*EXERCISE DESCRIPTION*: Can you pick out every line in the listing below that contains the word "field"? Copy each of those lines in full.

*ENTRIES*:

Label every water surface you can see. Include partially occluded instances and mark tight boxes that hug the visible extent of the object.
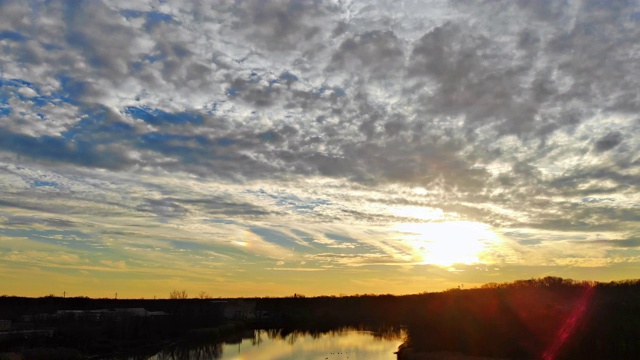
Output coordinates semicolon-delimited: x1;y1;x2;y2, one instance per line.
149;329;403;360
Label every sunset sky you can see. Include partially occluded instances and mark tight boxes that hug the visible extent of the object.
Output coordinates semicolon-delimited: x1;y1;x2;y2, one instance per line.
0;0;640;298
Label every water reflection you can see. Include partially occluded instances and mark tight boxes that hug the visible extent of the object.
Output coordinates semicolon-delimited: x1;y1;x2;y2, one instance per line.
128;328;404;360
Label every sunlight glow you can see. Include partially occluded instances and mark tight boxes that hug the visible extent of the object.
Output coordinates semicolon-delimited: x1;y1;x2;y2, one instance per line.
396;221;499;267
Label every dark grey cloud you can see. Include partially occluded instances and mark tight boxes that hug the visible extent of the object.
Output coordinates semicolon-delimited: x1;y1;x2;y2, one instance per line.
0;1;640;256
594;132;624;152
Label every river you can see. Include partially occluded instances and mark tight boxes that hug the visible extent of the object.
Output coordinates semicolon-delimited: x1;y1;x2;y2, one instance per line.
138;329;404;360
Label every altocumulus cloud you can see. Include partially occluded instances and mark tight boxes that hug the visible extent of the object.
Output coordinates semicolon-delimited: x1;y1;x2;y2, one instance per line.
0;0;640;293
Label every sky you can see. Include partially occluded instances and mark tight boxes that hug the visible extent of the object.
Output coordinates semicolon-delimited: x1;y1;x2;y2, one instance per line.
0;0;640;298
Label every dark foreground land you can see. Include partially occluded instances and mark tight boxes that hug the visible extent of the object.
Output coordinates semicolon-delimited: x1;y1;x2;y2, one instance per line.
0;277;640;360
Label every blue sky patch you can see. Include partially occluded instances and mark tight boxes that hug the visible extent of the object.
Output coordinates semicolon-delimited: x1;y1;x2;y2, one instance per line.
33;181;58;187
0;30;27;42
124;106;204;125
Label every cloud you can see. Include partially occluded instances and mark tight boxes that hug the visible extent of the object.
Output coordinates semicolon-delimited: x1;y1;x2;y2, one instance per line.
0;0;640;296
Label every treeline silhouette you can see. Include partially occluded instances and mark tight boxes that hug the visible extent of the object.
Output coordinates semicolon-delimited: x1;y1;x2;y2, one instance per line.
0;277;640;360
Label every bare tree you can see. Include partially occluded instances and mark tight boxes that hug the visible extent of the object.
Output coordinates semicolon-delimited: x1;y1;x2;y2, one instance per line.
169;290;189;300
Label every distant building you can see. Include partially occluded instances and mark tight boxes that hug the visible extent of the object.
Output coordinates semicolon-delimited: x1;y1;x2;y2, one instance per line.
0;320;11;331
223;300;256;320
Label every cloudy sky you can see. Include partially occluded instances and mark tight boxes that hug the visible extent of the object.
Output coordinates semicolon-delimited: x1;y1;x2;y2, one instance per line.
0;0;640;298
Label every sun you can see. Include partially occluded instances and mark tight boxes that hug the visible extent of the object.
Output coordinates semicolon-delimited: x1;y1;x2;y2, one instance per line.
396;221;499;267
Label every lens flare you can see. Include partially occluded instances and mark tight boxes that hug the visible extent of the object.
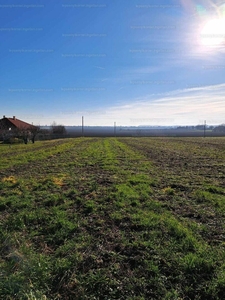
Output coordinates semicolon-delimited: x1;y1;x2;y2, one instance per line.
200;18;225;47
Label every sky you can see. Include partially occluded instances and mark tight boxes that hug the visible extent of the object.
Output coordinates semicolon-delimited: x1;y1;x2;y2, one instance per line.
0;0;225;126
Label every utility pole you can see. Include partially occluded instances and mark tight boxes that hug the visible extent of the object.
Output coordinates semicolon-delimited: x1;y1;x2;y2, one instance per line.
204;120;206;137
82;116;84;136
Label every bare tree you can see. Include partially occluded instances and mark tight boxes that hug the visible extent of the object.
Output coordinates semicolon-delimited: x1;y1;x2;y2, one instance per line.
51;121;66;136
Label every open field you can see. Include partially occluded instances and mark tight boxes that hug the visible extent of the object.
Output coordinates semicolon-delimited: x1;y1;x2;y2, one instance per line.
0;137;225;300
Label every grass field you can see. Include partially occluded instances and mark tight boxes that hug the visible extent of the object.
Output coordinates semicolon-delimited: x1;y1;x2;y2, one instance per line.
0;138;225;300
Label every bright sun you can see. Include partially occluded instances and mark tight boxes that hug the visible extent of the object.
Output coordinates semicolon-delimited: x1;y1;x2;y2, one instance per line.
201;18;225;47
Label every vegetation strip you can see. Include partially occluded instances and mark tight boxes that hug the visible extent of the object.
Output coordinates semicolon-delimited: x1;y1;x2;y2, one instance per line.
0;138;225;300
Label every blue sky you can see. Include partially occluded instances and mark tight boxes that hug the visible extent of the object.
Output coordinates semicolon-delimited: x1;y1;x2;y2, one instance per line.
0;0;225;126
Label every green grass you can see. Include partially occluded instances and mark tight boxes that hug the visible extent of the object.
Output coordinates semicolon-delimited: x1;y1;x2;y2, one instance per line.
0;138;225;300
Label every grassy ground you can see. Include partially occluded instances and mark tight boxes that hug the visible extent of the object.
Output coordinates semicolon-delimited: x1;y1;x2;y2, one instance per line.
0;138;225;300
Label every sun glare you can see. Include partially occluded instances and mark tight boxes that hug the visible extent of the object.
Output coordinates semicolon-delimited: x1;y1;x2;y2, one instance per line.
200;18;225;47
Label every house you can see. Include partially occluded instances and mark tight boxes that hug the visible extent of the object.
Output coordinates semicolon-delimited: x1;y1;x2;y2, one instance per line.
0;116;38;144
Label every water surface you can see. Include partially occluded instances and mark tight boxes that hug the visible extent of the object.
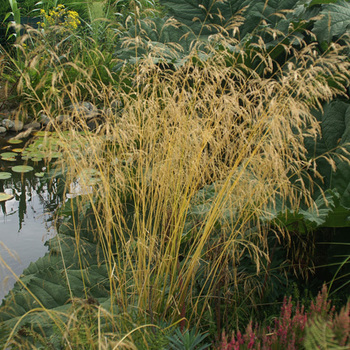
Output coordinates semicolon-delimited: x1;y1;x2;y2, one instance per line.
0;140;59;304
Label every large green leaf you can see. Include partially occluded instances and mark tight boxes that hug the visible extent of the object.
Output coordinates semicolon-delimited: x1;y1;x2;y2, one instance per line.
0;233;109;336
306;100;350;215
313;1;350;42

*ANSWER TO THE TASK*:
Label every open field you can see. Include partially occluded instances and mark tight boxes that hug the visible extent of the object.
Label every grass field you can see. Include partially occluded instances and mark tight boxes that hug the visible extent of the object.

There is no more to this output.